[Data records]

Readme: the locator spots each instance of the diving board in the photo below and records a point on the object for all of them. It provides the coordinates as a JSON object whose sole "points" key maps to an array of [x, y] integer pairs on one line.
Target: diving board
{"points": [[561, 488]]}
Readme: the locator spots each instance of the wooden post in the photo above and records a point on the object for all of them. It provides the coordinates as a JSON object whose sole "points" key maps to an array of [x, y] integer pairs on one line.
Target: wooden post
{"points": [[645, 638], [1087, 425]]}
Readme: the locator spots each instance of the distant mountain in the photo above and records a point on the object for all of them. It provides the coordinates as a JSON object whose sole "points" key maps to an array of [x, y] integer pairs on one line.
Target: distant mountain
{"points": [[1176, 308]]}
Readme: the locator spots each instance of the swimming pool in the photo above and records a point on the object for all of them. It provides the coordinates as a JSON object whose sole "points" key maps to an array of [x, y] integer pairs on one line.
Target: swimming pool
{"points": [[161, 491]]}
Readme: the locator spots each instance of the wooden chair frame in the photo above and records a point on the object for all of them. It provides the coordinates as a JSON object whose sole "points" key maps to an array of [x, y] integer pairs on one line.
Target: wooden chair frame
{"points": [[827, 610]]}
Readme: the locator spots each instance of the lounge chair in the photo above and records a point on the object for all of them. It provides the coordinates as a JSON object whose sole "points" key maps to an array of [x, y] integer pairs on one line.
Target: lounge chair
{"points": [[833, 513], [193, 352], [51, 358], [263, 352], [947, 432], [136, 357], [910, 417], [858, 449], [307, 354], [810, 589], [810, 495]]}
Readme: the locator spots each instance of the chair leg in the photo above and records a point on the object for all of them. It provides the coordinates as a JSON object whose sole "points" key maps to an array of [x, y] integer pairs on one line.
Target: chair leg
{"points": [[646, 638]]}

◆ Work item
Could you write out all the records exactly, please?

◆ Expected answer
Readme: the locator spots each instance of the diving board in the photo below and records a point on the object for all of them. It provides the coordinates as a JSON object whose sole "points" key maps to an array of [x, y] integer pairs on one line.
Target: diving board
{"points": [[561, 488]]}
Readme: the locator spots each instance of the wooden post in the photo above and records a point on the object for all of them. It provides the coordinates as a JSON object whose sole "points" key maps to an array of [x, y] integer pairs on one line.
Target: wooden post
{"points": [[645, 638], [1087, 425]]}
Readme: the locator spots each instance of the distant mountain in the photo above and records a point on the object for all of them. It provides the coordinates as a JSON object whose sole "points" key maps to an array of [x, y] integer pairs on one line.
Target: distant mountain
{"points": [[1176, 308]]}
Readme: the locator spots each instance of the swimming pool in the photo above and records a point on the object for all of them. It provides the coordinates as a JSON object whose sole "points" key maps to an array of [x, y] integer pairs on one line.
Target: swimming pool
{"points": [[161, 491]]}
Readme: the locator spots each instance of the wooden chair frame in the photo above and records a point on the object for all of them. It provides the coordinates as a JSON object whose sole "points" key maps to an array of [x, y] integer pairs on one line.
Target: wooden chair frame
{"points": [[827, 610]]}
Readme: the locator spots each instance of the lounge chair in the photo above and records a point on the object for all of them. It provides the coordinates as a JSON object whose sole "points" key maps to an array of [x, y] integer pairs on one line.
Target: lounge chair
{"points": [[833, 513], [193, 352], [51, 358], [263, 352], [947, 432], [136, 357], [910, 417], [858, 449], [307, 354], [810, 589], [810, 495]]}
Readme: the locator spots each instance of the chair leg in the photo above and records a point on the object for all of them. It provides the coordinates as a JSON object whose sole "points" key maps to an array of [x, y] integer pairs on one line.
Target: chair leg
{"points": [[646, 638]]}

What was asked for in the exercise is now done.